▶ [Dataset excerpts]

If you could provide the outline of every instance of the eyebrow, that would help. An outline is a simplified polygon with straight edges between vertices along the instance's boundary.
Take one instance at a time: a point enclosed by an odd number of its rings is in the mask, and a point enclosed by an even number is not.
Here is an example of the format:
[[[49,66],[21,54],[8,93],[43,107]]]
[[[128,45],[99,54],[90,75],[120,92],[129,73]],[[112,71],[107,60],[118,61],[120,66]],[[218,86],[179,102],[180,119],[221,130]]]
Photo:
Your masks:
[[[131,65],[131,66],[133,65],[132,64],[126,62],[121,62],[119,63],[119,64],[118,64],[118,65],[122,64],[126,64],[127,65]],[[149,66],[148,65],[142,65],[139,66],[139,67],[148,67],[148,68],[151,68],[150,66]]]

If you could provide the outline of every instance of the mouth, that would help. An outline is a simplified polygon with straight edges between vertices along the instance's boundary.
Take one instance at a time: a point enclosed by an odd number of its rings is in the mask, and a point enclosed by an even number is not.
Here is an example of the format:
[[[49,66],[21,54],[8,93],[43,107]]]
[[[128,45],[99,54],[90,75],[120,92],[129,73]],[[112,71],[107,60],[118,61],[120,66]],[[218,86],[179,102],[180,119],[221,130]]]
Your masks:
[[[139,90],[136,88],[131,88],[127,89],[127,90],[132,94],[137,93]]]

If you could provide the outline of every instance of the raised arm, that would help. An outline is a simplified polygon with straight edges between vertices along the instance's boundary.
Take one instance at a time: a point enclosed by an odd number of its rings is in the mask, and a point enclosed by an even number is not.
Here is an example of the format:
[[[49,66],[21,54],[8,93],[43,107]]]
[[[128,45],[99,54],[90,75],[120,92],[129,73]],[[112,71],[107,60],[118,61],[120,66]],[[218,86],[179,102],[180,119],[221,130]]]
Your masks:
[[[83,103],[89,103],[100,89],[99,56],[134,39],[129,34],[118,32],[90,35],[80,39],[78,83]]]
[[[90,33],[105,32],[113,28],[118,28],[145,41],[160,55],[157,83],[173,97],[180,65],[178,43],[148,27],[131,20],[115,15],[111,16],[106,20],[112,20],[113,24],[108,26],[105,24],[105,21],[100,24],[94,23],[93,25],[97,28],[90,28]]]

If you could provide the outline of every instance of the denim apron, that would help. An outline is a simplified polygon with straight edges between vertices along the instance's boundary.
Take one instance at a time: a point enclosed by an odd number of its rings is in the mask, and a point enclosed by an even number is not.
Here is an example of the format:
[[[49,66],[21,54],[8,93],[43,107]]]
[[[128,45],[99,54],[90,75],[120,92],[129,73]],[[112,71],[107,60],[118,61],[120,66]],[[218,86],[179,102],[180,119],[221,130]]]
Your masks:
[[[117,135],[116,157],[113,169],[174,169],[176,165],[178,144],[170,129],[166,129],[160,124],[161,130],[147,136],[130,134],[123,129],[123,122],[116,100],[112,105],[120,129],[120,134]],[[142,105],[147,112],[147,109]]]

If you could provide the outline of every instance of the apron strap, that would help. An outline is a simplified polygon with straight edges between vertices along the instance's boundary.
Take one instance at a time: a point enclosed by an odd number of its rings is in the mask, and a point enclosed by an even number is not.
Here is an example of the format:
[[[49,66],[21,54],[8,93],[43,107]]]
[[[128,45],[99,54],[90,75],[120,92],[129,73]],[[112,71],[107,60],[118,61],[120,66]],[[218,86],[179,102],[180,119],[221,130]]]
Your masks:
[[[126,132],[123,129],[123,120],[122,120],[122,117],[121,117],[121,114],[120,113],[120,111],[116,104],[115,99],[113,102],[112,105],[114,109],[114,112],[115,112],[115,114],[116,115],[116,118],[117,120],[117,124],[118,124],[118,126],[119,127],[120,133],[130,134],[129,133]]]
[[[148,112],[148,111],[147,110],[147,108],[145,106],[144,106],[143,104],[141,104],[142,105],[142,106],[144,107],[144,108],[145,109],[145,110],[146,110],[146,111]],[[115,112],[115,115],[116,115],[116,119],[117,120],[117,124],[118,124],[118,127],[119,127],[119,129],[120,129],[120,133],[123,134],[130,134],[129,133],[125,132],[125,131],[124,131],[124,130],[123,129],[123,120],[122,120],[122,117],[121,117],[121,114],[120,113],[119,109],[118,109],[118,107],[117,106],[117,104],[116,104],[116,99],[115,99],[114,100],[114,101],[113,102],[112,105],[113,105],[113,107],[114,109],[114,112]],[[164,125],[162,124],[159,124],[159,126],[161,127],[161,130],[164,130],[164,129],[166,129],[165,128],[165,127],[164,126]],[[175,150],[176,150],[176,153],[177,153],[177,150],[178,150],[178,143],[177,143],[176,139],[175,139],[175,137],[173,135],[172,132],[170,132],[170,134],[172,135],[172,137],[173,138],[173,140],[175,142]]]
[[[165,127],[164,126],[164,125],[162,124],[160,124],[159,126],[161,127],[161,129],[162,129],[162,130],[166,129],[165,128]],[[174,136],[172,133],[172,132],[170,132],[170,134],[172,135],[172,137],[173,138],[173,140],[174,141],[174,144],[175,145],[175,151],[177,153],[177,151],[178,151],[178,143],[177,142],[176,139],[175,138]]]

--

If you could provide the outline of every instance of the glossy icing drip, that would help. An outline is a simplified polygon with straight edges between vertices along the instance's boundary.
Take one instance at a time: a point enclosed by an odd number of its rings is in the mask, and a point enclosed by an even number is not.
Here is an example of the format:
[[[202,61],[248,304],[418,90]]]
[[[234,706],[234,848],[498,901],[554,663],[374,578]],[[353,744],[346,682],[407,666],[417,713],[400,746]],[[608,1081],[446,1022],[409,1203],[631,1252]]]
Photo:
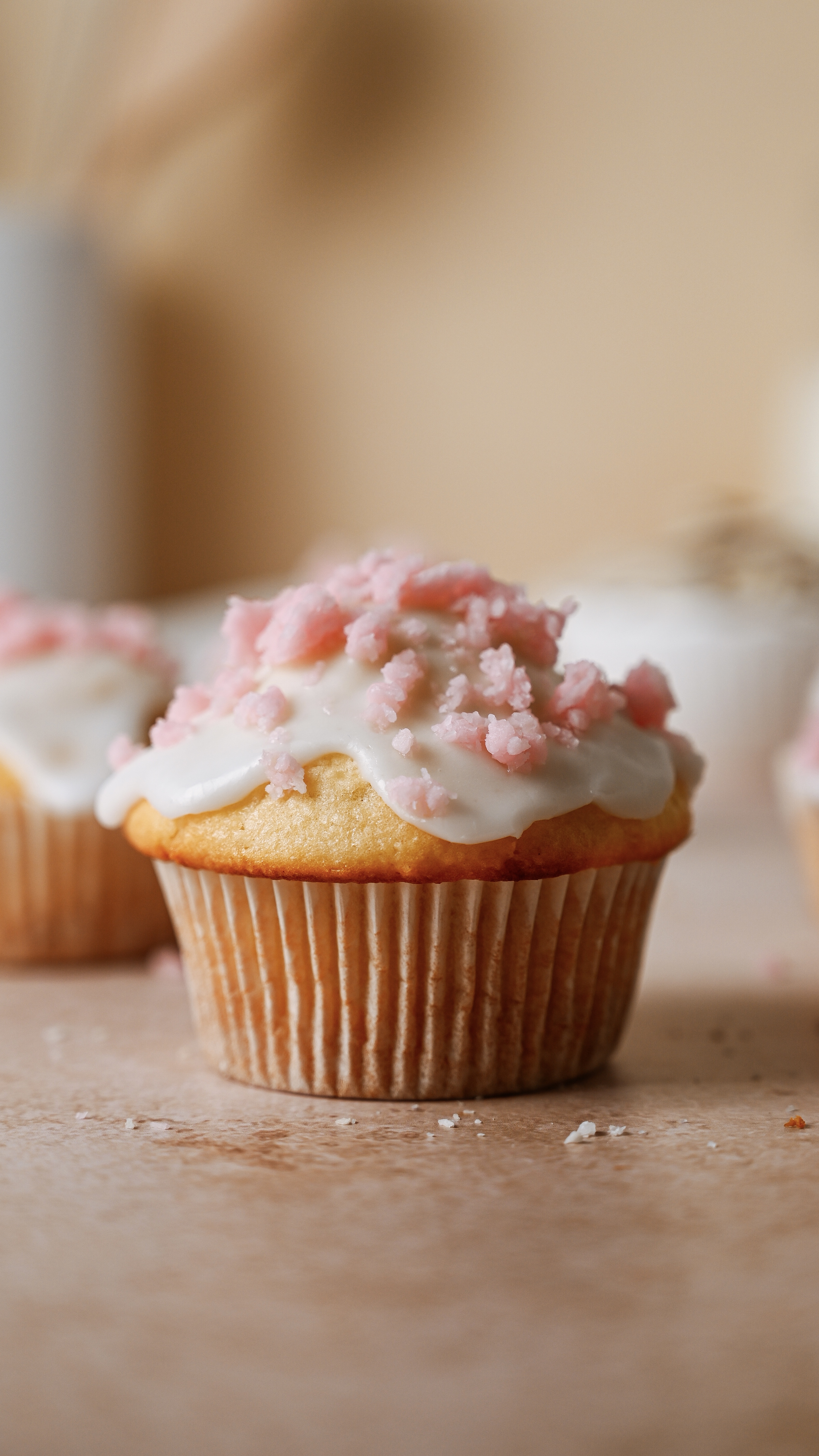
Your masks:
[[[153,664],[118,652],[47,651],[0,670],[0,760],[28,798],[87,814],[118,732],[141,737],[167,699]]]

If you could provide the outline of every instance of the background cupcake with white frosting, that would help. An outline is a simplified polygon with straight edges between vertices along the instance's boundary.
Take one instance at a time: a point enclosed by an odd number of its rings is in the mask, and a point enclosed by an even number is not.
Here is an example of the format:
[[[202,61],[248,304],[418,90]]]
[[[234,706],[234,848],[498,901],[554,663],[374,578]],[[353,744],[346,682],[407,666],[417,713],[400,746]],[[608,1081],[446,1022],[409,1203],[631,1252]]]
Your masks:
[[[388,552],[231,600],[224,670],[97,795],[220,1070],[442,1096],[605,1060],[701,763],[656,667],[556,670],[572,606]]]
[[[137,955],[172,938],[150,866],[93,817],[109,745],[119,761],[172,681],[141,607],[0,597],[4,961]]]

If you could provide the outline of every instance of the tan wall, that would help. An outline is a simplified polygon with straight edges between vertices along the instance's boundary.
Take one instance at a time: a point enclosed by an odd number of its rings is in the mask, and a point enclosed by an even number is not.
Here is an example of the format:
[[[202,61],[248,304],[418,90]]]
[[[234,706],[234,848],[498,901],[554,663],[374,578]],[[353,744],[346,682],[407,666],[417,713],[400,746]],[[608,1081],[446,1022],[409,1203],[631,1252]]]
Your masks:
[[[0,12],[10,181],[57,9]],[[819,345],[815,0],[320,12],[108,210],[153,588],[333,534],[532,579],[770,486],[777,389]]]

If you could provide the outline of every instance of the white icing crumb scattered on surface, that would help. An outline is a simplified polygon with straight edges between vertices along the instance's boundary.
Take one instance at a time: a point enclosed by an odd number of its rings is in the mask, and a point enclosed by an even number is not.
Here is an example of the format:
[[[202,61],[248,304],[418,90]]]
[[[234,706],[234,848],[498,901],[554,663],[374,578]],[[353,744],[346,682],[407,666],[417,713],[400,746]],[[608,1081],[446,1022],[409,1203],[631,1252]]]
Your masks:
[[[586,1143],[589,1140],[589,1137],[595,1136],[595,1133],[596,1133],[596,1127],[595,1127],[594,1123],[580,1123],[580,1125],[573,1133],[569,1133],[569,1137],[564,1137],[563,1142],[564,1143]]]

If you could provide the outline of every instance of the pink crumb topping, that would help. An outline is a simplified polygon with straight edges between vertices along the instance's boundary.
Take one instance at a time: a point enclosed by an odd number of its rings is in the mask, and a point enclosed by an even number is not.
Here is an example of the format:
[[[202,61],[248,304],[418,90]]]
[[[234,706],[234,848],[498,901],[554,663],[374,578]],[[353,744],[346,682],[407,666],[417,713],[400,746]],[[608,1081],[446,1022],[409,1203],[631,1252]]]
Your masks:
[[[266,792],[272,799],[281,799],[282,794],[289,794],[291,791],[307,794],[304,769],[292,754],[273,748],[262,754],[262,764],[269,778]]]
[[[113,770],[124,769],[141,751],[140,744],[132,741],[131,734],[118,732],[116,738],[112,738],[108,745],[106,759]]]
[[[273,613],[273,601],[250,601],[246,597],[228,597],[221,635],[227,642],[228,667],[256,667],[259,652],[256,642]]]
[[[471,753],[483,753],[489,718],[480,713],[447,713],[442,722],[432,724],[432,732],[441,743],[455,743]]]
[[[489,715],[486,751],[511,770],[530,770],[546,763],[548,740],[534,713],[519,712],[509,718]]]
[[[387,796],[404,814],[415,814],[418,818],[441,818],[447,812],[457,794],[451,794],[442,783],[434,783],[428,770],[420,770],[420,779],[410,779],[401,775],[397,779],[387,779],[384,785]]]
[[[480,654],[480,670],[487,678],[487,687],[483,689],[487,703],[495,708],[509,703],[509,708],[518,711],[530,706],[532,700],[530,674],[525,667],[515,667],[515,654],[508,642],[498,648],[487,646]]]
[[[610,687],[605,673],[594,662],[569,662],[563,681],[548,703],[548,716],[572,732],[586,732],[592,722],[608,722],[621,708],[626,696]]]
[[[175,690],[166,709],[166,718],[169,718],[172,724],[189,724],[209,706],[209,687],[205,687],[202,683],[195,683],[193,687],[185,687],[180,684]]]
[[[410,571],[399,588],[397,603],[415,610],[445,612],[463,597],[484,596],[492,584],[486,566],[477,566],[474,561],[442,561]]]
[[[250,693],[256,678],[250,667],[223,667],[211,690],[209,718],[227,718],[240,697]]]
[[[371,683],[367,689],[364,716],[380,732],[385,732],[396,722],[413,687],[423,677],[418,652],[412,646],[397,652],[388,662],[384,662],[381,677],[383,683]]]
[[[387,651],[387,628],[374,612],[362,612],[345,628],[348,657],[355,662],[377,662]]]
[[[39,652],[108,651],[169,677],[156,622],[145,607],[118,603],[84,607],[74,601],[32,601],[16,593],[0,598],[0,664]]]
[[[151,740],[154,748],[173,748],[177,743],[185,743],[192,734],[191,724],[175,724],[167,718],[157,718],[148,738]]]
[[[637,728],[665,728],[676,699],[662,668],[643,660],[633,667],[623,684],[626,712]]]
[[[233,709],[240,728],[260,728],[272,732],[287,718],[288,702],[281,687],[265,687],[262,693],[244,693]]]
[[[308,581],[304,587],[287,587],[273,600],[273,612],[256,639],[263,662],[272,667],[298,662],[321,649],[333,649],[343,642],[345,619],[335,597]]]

▶ [What you are asked to do] Pull out every line of the material that contains the string "crumb" and list those lines.

▶ [Final answer]
If you could provide the outline of every instance of the white icing crumb scattered on surface, that would help. An outline is a simplified polygon with straight edges between vertices along the instance's boundary.
If you could provide the outline of every instance of the pink crumb topping, that would help. An outline is a simplified polygon with straight edges between vertices along the instance's boundary.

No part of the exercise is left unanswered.